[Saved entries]
——

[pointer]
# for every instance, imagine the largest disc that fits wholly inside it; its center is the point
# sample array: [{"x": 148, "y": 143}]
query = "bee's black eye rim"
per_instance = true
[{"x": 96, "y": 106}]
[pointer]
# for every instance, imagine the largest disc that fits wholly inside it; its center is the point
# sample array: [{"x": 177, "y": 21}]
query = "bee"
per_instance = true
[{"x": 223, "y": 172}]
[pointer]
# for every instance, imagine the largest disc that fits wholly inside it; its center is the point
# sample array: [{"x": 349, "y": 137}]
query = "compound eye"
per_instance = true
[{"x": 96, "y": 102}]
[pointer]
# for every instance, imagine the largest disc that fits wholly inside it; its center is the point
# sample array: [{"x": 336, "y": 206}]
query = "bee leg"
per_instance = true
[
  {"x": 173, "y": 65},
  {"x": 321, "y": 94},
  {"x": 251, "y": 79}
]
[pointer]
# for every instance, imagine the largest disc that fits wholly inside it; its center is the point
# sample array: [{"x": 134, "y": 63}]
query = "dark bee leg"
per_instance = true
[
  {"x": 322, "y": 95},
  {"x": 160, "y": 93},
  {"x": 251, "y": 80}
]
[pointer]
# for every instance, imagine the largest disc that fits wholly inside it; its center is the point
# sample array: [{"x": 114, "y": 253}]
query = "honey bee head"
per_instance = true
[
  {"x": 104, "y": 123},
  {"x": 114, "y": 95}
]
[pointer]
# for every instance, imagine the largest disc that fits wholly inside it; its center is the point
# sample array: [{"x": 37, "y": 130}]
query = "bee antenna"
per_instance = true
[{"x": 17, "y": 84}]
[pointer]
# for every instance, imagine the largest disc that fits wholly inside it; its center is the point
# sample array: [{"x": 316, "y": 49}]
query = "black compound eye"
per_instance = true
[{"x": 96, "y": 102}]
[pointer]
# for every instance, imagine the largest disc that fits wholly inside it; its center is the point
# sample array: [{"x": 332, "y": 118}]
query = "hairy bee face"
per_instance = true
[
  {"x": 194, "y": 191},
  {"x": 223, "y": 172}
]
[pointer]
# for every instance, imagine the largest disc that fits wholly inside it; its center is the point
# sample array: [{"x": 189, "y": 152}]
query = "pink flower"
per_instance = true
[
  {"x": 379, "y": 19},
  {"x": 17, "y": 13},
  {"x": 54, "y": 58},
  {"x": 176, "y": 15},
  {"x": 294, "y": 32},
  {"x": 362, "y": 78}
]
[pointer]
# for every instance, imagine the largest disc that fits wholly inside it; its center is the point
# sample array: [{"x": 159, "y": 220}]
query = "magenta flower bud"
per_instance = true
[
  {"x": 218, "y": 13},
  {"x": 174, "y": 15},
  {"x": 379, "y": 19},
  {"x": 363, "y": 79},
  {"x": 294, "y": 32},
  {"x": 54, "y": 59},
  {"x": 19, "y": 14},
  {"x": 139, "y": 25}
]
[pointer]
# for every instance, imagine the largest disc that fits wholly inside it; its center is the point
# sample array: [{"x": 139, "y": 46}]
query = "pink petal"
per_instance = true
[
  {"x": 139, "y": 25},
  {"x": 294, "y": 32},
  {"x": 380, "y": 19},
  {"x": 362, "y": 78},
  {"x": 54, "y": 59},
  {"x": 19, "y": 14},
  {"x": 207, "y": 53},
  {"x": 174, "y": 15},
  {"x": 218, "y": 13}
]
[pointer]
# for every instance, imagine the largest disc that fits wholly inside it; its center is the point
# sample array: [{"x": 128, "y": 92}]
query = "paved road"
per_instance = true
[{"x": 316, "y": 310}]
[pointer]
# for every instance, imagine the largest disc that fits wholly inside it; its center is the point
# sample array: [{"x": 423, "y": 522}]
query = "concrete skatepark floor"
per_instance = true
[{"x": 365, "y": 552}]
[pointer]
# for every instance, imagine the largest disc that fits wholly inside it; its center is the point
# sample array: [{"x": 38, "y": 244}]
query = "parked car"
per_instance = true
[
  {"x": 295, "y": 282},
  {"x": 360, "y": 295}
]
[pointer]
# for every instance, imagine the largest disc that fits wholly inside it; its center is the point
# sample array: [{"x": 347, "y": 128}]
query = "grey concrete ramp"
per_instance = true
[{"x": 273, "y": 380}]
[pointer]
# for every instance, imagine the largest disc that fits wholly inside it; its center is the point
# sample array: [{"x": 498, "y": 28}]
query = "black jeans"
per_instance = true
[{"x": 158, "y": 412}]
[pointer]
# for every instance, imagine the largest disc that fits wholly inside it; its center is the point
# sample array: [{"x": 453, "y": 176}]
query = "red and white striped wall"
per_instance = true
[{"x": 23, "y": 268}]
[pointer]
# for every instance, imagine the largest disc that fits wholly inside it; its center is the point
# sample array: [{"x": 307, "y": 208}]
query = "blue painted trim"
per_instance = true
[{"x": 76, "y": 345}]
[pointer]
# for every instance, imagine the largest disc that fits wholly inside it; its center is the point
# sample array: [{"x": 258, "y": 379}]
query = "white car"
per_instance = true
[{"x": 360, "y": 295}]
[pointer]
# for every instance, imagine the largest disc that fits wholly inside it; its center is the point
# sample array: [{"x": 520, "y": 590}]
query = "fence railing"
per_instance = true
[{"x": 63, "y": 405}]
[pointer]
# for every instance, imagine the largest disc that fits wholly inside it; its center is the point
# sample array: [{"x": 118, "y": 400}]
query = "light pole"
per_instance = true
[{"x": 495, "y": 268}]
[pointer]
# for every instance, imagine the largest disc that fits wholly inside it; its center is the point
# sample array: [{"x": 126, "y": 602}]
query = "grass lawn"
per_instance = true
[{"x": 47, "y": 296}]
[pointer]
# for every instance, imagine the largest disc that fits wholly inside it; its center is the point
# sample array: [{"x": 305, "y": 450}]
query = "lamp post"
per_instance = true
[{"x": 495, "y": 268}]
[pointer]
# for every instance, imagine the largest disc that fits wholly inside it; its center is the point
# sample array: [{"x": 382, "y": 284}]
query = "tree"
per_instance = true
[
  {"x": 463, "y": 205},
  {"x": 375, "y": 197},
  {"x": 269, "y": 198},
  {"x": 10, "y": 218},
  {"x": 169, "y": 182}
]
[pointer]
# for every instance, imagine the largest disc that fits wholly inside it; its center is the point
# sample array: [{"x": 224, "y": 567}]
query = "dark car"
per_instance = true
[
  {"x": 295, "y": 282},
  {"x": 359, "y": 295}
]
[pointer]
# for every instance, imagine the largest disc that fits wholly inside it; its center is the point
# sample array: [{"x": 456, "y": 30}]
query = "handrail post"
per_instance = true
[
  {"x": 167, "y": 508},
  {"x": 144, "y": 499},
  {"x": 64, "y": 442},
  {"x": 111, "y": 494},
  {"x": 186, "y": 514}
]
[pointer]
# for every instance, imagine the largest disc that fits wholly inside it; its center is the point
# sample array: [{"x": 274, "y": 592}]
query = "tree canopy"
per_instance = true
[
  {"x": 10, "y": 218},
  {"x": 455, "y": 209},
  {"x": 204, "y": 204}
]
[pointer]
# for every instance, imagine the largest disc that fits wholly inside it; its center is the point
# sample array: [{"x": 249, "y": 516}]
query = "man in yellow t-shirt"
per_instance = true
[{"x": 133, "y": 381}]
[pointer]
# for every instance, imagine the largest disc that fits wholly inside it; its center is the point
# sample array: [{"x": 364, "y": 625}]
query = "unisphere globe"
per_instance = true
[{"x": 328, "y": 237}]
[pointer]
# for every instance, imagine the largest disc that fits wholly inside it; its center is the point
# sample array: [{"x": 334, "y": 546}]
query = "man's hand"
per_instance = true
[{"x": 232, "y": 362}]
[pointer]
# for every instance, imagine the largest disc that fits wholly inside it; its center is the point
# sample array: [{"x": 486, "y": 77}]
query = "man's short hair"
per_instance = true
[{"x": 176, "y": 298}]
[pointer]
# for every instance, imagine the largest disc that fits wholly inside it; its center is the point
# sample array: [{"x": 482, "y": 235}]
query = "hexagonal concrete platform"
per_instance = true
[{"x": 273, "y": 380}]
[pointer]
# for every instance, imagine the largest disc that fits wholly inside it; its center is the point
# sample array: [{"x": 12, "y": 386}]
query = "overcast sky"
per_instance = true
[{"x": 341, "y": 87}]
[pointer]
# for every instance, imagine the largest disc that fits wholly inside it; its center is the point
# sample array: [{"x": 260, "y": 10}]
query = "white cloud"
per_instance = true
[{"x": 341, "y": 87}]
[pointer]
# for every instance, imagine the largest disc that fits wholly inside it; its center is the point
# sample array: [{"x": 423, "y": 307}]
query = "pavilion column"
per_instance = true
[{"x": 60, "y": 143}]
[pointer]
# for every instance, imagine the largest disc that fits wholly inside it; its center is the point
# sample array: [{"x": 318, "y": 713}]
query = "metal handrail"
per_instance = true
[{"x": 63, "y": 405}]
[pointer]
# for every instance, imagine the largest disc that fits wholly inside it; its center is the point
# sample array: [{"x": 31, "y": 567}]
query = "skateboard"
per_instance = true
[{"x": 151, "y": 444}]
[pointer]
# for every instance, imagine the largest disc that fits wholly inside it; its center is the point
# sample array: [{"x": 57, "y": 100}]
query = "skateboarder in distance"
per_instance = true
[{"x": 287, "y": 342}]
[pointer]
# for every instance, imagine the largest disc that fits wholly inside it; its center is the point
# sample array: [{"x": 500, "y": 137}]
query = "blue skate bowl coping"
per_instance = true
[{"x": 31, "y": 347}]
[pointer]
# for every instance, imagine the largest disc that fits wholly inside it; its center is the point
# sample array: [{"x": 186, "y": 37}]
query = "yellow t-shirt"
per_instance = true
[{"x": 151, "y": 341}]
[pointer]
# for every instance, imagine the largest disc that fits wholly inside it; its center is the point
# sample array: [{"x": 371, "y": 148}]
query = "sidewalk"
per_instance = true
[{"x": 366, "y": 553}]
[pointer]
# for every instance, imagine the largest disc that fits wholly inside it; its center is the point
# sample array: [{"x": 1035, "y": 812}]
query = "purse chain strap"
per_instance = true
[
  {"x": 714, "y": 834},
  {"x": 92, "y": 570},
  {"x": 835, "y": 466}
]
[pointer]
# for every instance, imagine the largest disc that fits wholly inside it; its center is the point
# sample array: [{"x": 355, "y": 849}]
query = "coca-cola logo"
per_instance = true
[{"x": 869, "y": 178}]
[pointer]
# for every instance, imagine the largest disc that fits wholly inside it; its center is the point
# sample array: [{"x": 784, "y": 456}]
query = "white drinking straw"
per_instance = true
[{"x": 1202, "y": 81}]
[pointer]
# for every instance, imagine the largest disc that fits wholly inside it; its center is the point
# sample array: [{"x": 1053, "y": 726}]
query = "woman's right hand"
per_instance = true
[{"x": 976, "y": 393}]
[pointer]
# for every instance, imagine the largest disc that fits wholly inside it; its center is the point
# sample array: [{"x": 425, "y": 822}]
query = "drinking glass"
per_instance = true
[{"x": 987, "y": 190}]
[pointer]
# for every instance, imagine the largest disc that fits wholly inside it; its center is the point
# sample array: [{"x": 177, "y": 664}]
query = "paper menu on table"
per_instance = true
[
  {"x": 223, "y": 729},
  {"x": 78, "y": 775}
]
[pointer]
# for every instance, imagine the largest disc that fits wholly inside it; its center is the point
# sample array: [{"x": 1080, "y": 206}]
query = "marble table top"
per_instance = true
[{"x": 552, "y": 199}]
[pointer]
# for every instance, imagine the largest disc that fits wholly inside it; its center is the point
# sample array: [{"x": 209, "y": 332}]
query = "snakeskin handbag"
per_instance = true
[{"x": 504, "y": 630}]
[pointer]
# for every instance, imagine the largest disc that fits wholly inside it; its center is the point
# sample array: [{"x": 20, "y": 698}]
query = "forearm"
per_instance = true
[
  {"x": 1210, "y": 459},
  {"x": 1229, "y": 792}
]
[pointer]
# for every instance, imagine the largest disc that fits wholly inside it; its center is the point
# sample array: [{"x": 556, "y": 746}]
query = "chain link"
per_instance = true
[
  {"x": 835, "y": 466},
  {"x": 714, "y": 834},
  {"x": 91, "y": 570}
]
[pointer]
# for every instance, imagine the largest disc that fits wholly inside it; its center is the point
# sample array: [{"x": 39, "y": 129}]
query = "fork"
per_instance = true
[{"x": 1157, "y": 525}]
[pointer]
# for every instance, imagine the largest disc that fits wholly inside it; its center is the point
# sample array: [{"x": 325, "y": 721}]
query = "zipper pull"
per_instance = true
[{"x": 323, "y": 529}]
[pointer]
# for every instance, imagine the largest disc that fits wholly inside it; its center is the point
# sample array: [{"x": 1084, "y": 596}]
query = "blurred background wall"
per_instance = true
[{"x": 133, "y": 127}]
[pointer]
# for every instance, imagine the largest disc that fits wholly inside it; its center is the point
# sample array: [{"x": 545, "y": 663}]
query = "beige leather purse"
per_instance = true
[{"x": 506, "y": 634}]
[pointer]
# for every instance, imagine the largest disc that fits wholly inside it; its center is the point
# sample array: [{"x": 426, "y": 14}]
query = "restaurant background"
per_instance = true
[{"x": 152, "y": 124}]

——

• [BRIEF] Find the word "flower" in the entries above. Copy every line that has it.

• [ANSWER TO THIS EXERCISE]
query = "pink flower"
query = "magenta flower bud"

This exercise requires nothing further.